■ **Teks Bacaan**
┄┄┄┄┄┄┄┄┄┄
Pernah terjadi seorang family saya yang mengalami kecelakaan mobil, sehingga lumpuh total karena syarafnya terjepit pada tulang belakangnya. Di rumah sakit ia terus terbaring pada punggungnya (tidak dibolak balik, karena takut syarafnya yang terjepit itu akan bertambah parah dan membunuh dia), dan akhirnya punggung itu membusuk dan ada zet / ulat bangkainya. Dalam keadaan hidup orang itu merasakan penderi­taan yang begitu hebat karena zet itu menggerogoti tubuhnya! Ia minta dibunuh karena tak tahan rasa sakitnya, tetapi tentu saja permintaannya tak dituruti. Akhirnya dia mati secara wajar dan terbebas dari siksaan ulat bangkai duniawi itu. Tetapi kalau seseorang masuk ke neraka, hal seperti ini akan berlangsung selama-lamanya!

3.   Kegelapan yang paling gelap.
Mat 8:12 - “sedangkan anak-anak Kerajaan itu akan dicampakkan ke dalam kegelapan yang paling gelap, di sanalah akan terdapat ratap dan kertak gigi.’”.
Mat 22:13 - “Lalu kata raja itu kepada hamba-hambanya: Ikatlah kaki dan tangannya dan campakkanlah orang itu ke dalam kegelapan yang paling gelap, di sanalah akan terdapat ratap dan kertak gigi.”.

Ini menggambarkan keadaan dalam penjara Romawi yang ada di bawah tanah di mana sama sekali tidak ada cahaya. Ini menyebabkan seseorang merasa stress, tidak ada harapan, depresi dsb, sehingga bisa gila, bunuh diri, dsb. Dan ini merupakan tempat penderitaan yang luar biasa hebatnya. Kalau tidak demikian, tentu orang Romawi tidak akan menciptakan tempat hukuman semacam itu.
┄┄┄┄┄┄┄┄┄┄
(Contoh pelabelan mask)

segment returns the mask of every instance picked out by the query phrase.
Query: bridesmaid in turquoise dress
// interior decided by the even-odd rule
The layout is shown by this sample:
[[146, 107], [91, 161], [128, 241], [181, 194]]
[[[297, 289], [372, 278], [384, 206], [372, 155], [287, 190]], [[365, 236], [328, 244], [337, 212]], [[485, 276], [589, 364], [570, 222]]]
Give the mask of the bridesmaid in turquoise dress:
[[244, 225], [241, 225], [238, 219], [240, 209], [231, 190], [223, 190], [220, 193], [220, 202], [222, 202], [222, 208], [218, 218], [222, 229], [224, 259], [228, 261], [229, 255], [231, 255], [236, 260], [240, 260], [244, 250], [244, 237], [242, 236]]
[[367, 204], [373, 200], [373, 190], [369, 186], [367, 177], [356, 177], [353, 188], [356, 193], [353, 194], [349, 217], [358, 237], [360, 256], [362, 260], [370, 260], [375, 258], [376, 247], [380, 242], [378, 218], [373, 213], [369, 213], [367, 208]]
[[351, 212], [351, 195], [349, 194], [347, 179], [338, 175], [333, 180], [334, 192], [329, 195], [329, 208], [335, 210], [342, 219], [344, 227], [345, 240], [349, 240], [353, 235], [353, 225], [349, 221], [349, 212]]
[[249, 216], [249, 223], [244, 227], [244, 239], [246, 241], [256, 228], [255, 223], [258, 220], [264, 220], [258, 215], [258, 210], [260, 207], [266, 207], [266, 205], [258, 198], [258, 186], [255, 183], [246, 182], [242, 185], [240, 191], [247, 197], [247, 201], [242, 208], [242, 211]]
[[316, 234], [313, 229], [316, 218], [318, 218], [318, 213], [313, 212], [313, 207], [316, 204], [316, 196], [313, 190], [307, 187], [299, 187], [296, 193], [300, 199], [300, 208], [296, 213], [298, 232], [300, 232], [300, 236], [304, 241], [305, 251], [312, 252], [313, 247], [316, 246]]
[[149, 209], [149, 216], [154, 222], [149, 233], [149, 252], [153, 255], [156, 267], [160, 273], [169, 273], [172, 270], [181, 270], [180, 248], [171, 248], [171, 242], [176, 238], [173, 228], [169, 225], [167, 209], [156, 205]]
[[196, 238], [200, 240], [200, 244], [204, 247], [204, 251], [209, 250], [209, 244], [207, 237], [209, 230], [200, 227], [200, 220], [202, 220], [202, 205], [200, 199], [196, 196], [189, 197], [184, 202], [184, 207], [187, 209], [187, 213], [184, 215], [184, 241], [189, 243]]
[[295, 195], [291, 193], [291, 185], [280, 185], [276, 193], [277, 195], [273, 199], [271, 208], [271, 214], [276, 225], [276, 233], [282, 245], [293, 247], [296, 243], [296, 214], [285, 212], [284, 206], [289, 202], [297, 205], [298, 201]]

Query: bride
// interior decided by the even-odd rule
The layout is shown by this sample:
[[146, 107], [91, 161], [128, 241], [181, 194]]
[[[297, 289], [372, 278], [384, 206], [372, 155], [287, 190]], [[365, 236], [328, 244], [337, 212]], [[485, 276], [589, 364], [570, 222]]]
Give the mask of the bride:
┄┄┄┄┄┄┄┄┄┄
■ **Soal Tantangan 1**
Jawablah pertanyaan berikut berdasarkan teks bacaan.
(a) Mengapa anggota keluarga yang lumpuh itu tidak dibolak-balik selama terbaring di rumah sakit?
(b) Dua ayat Injil Matius manakah yang dikutip pada bagian tentang kegelapan yang paling gelap?
(c) Di manakah letak penjara Romawi yang digambarkan dalam teks bacaan?
■ **Soal Tantangan 2**
Terjemahkan kalimat dari teks bacaan ini ke dalam bahasa Inggris: "Ini menggambarkan keadaan dalam penjara Romawi yang ada di bawah tanah di mana sama sekali tidak ada cahaya."
■ **Soal Tantangan 3**
Lanjutkan teks bacaan tentang neraka mulai dari kalimat terakhirnya.

■ **Jawaban Soal 1**
(a) Karena dikhawatirkan syarafnya yang terjepit akan bertambah parah dan membunuh dia.
(b) Mat 8:12 dan Mat 22:13.
(c) Di bawah tanah, dan di sana sama sekali tidak ada cahaya.

■ **Jawaban Soal 2**
This depicts the conditions in the Roman prison located underground, where there is no light at all.

■ **Jawaban Soal 3**
Barnes’ Notes (tentang Mat 8:12): This is an image of future punishment. It is not improbable that the image was taken from Roman dungeons or prisons. They were commonly constructed under ground. They were shut out from the light of the sun. They were, of course, damp, dark, and unhealthy, and probably most filthy. Masters were in the habit of constructing such prisons for their slaves, where the unhappy prisoner, without light, or company, or comfort, spent his days and nights in weeping from grief, and in vainly gnashing his teeth from indignation. The image expresses the fact that the wicked who are lost will be shut out from the light of heaven, and from peace, and joy, and hope; will weep in hopeless grief, and will gnash their teeth in indignation against God, and complain against his justice. What a striking image of future woe! Go to a damp, dark, solitary, and squalid dungeon; see a miserable and enraged victim; add to his sufferings the idea of eternity, and then remember that this, after all, is but an image, a faint image, of hell! [= Ini adalah gambaran dari hukuman yang akan datang. Bukannya tidak mungkin bahwa gambar itu diambil dari penjara di bawah tanah Romawi. Mereka biasanya dibangun di bawah tanah. Mereka ditutup dari terang matahari. Tentu saja mereka lembab, gelap, dan tidak sehat, dan mungkin sangat kotor. Tuan-tuan mempunyai kebiasaan membangun penjara-penjara seperti itu untuk budak-budak mereka, dimana orang-orang tahanan yang sial / tak bahagia, tanpa terang, atau teman, atau penghiburan, menghabiskan hari-hari dan malam-malamnya dalam tangisan dari kesedihan, dan dalam kesia-siaan mengertakkan giginya dari kemarahan. Gambaran ini menyatakan fakta bahwa orang-orang jahat yang terhilang akan ditutup dari terang surga, dan dari damai, dan sukacita, dan pengharapan; akan menangis dalam kesedihan yang tanpa pengharapan, dan akan mengertakkan gigi mereka dalam kemarahan terhadap Allah, dan keluhan terhadap keadilanNya. Betul-betul suatu gambaran yang menyolok tentang kesengsaraan yang akan datang! Pergilah ke suatu kamar bawah tanah yang lembab, gelap, terpencil / menyendiri, dan jorok; lihatlah seorang korban yang menyedihkan dan sangat marah; tambahkan pada penderitaannya gagasan tentang kekekalan, dan lalu ingatlah bahwa ini, bagaimanapun juga, hanyalah merupakan suatu gambaran, gambaran yang redup, dari neraka!].

Sekarang, apakah api, ulat bangkai, dan kegelapan ini adalah sesuatu yang bersifat hurufiah atau simbol?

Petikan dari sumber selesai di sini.